- [REQUIRED TASK] Copy only this range: the line with "Ground sparse vegetation." through the final line of the material, inclusive at both ends.

━━━ TASK INPUTS ━━━

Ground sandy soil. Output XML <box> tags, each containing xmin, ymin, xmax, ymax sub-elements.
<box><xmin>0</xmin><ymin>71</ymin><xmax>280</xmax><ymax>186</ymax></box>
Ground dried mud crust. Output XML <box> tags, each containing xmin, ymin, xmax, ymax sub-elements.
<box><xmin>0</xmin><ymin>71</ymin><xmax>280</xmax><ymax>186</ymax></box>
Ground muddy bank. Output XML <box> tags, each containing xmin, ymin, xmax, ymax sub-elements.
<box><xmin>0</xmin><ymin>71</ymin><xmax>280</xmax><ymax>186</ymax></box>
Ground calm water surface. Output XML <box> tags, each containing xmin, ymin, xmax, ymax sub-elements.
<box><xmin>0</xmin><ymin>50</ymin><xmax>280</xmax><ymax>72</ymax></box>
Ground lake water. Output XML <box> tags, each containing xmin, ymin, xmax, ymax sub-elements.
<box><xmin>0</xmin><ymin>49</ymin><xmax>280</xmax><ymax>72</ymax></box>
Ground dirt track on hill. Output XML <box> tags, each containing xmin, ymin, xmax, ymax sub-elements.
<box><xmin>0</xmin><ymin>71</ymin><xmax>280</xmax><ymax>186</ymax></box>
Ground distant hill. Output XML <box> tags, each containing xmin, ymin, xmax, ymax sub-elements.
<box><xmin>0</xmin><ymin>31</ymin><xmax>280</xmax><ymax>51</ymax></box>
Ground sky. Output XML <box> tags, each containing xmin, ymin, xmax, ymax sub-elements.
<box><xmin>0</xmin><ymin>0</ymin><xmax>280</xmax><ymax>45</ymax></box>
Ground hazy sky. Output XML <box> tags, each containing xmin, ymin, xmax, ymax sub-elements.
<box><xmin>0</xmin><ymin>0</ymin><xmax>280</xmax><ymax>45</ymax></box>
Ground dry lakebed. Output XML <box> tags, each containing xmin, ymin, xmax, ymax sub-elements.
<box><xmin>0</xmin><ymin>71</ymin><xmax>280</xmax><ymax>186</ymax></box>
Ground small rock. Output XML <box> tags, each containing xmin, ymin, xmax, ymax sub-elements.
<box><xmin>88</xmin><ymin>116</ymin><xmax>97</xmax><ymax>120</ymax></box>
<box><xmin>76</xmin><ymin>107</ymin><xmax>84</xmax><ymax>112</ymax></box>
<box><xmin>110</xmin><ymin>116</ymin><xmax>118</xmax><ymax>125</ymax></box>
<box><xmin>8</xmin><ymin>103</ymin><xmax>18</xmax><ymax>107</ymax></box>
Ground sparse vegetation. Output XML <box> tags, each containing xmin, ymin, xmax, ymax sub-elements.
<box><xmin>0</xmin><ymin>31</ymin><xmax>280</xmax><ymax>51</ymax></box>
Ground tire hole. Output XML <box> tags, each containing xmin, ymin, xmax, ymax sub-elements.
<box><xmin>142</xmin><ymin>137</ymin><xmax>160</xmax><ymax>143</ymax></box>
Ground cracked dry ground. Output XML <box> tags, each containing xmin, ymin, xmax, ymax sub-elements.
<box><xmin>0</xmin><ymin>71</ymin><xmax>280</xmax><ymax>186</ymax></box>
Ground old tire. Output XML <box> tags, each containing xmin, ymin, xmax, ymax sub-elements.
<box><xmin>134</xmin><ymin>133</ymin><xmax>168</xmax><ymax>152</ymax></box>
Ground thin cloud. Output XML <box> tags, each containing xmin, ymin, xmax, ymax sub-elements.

━━━

- [FULL RESPONSE]
Ground sparse vegetation. Output XML <box> tags, each containing xmin, ymin, xmax, ymax sub-elements.
<box><xmin>0</xmin><ymin>31</ymin><xmax>280</xmax><ymax>51</ymax></box>
Ground tire hole. Output XML <box> tags, each containing xmin, ymin, xmax, ymax sub-elements.
<box><xmin>142</xmin><ymin>137</ymin><xmax>160</xmax><ymax>143</ymax></box>
Ground cracked dry ground. Output XML <box> tags, each containing xmin, ymin, xmax, ymax sub-elements.
<box><xmin>0</xmin><ymin>71</ymin><xmax>280</xmax><ymax>186</ymax></box>
Ground old tire. Output XML <box> tags, each containing xmin, ymin, xmax, ymax sub-elements.
<box><xmin>134</xmin><ymin>133</ymin><xmax>168</xmax><ymax>152</ymax></box>
Ground thin cloud. Output XML <box> tags, each containing xmin, ymin, xmax, ymax sub-elements.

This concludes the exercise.